◆ PROBLEM DESCRIPTION ◆
Turn the data below into a numbered list with blank lines left out, and omit the pictures.

____________________

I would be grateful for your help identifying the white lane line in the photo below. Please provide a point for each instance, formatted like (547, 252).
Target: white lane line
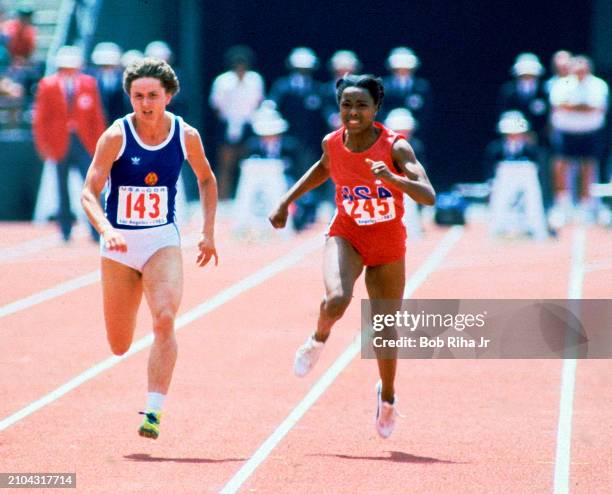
(70, 285)
(251, 281)
(8, 254)
(50, 293)
(568, 374)
(325, 381)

____________________

◆ THE SOLUTION ◆
1. I would be grateful for your help identifying the white lane line in the photo below. Please provide a point for each instance, formatted like (547, 252).
2. Target: white lane line
3. (70, 285)
4. (251, 281)
5. (8, 254)
6. (50, 293)
7. (568, 374)
8. (325, 381)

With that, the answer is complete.